United States District Court, E.D. New York
Mar 2, 2011
CR-11-061 (DRH) (E.D.N.Y. Mar. 2, 2011)

Summary

tolling the speedy trial clock under § 3161(h) from the date the Government submitted its request for foreign evidence, not the date of the court's order

Summary of this case from United States v. Tao

Opinion

CR-11-061 (DRH).

March 2, 2011

For the Government: Loretta E. Lynch United States Attorney Eastern District of New York Central Islip, New York By: Christopher Caffarone, A.U.S.A.

For Defendant: Bruce A. Barket, Esq. Quadrino Schwartz Garden City, New York


MEMORANDUM AND ORDER


Presently before the Court is the government's application, made pursuant to 18 U.S.C. Section 3161(h)(8), tolling the speedy trial clock until June 6, 2011 while it seeks the production of evidence from Singapore.

BACKGROUND

On January 25, 2011, the grand jury returned an indictment charging Vincent McCrudden ("McCrudden" or "defendant") with two counts of transmitting threatening communications in interstate and foreign commerce in violation of 18 U.S.C. § 875(c). The defendant was arraigned on February 3, 2011, at which time he invoked his right to be tried within the seventy day time limit established in 18 U.S.C. § 3161(c)(1). There are several statutory tolls to the seventy day period, one of which is relevant for present purposes and is found in § 3161(h)(8). That subsection reads:

Any period of delay, not to exceed one year, ordered by a district court upon an application of a party and a finding by a preponderance of the evidence that an official request, as defined in section 3292 of this title, has been made for evidence of any such offense and that it reasonably appears, or reasonably appeared at the time the request was made, that such evidence is, or was, in such foreign country.
━━━━━━
What is asked:
- a) Can you return the McCrudden court order word for word, beginning at the words "United States District" and stopping after "CR-11-061 (DRH)."?
- b) What comes next in the McCrudden court order? Continue it from the point where it stops.

Source data:
━━━━━━
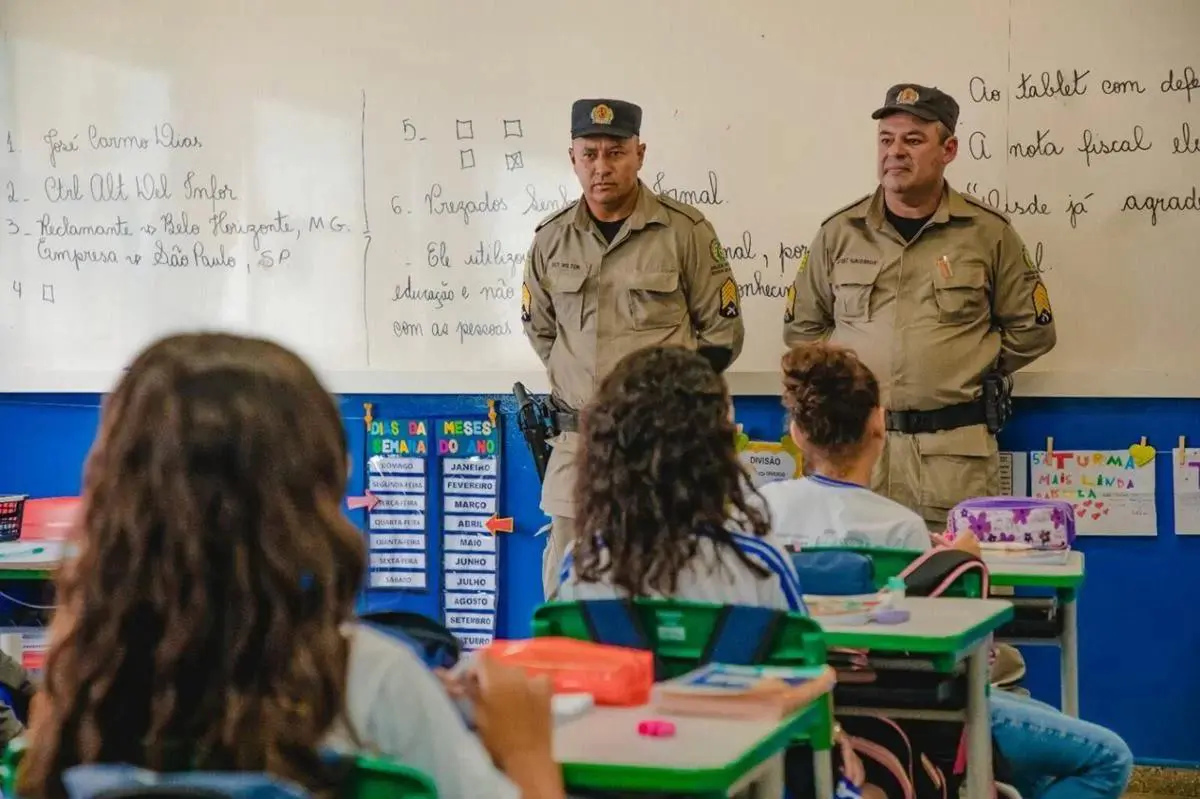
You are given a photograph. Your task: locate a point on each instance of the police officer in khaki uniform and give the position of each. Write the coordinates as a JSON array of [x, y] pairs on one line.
━━━━━━
Responses by task:
- a)
United States District Court, E.D. New York
Mar 2, 2011
CR-11-061 (DRH) (E.D.N.Y. Mar. 2, 2011)

Summary

tolling the speedy trial clock under § 3161(h) from the date the Government submitted its request for foreign evidence, not the date of the court's order

Summary of this case from United States v. Tao

Opinion

CR-11-061 (DRH).

- b)
18 U.S.C. § 3161(h)(8).

By letter dated February 17, 2011, the government made the instant request indicating that it had sent "an official request to the Singapore Attorney-General's Chambers [on January 31, 2011] pursuant to Part III of Singapore's Mutual Legal Assistance in Criminal Matters Act (Chapter 190 A)." (Gov't's Feb. 17, 2011 Letter at 2.) Specifically, the government "seeks a certified copy of records held by the internet service provider for internet protocol ("IP") addresses 61.8.223.130, 116.88.55.77, 202.156.066.041 and 202.156.066.250 for the period from September 1, 2010 to December 21, 2010" for the purpose of "help[ing] [to] establish that McCrudden was the person who sent the threatening emails." (D.O.J. Jan. 31, 2011, Request to Republic of Singapore, at 2.)

The defendant, during the status conference held on February 17, 2011, was granted until February 22, 2011 to file his response to the government's request. Those papers were timely filed and have been reviewed by the Court.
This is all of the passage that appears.